_Text block_
....................
Roses are red
Violets are blue
Your kid might be a bully
And you might be one too
Before I become Dr. Seuss, let me elaborate.
I don’t know what in the Scared Straight is going on, but this culture of cruelty has to stop. Is it any wonder that suicide rates in children are spiking?
My kids have shared so many unsettling stories, my heart hurts. And sometimes, they’ve been on the receiving end of the callous comments.
My son suffers from chronic eczema of the scalp, and he endured so many remarks about his “flakes” that we had to get him approved to wear a hat to school this year. If only his classmates knew the amount of time he and I spent combing out his “dandruff” before school each day, or the nightly scalp scrubs we did in the sink, or the dermatologist appointments and dollars spent on prescription shampoos. Fortunately, after an almost two-year journey, he’s had a breakthrough which feels like a miracle. But the residual effects of the mean comments still linger.
My daughter has also spent the better part of this school year standing up for the least-liked kid in her class. Her peers have said the following to this boy:
“No one likes you.”
“Ew, don’t sit next to me.”
“Why are you even here? Go away.”
Kids threw food at him, pulled his chair out from underneath him, joked about him killing himself, and groaned when he walked into class.
I reported this to the teacher, counselor and faculty. Nothing changed.
No child should have to endure this torment. Just watching it happen disrupted my daughter’s learning, and she came home troubled almost daily.
So what do we do about this bullying epidemic?
It’s going to take…YOU.
Address your child’s behavior, and be a good example at home.
....................
_Record set_
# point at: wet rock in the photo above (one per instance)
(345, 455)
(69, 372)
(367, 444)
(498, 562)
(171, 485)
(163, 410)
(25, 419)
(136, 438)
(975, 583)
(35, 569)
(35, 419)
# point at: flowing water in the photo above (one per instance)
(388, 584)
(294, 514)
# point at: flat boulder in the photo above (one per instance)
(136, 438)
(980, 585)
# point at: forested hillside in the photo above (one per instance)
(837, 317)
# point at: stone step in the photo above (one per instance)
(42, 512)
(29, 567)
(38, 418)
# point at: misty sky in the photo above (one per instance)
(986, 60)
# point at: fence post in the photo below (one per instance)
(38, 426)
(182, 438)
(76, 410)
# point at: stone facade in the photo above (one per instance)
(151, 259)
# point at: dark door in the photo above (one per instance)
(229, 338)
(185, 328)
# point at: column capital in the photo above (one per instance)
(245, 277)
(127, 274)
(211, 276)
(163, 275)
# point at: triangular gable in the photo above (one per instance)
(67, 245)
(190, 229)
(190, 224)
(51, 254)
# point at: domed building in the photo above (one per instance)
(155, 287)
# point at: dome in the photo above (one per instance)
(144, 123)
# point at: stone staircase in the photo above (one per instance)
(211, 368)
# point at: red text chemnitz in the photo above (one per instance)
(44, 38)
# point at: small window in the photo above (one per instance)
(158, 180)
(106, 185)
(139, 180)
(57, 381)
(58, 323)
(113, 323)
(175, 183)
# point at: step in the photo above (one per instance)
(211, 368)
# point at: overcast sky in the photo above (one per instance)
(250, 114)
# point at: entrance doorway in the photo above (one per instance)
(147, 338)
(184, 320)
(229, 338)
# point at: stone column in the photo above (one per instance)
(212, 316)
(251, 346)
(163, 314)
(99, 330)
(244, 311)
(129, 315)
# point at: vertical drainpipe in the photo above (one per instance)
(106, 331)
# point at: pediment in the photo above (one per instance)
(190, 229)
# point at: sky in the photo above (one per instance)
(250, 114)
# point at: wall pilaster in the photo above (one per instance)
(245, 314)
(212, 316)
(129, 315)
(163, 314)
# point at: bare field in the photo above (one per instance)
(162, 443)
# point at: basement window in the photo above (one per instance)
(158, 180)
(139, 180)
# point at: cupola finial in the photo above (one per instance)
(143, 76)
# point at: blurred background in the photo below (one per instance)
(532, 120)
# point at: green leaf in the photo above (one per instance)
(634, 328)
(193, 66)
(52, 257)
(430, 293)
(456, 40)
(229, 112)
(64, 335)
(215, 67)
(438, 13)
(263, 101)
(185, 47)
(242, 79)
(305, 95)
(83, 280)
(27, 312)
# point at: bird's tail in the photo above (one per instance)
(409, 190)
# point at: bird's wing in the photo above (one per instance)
....................
_Task directions_
Continue the essay about children bullying their peers, starting right after its final line, "Address your child's behavior, and be a good example at home."

_Exercise output_
Can we micromanage everything our children do? No.
But is more caught than taught? Yes.
You can’t belittle, embarrass, or call your child names then hold them to a different standard. And if you do subscribe to that mentality, please consider your role in perpetuating this toxic cycle…for they may not say it to YOU, but they’ll certainly spew it to someone else.
I’m far from being the perfect mom, but here are some things I tell my kids:
- If you hurt someone’s feelings, apologize.
- Observe with your eyes, not with your mouth.
- Include everyone.
- You have no idea the battles your peers face at home. Please be kind to them.
- Passive aggressive comments are not productive.
- Manipulation is not okay.
- Sit with the kid who eats alone.
- Document bullying as best you can and report it.
- If you need to criticize or correct someone, do it in private rather than in public.
- Whom you associate with matters. Surround yourself with the right people.
- Don’t write anything in private that you wouldn’t want read in public.
Inevitably, there are external sources influencing our children that we cannot control. But let us never forget that the most influential person in a child’s life is most likely the parent.
Cheers to raising world-changers, not bullies.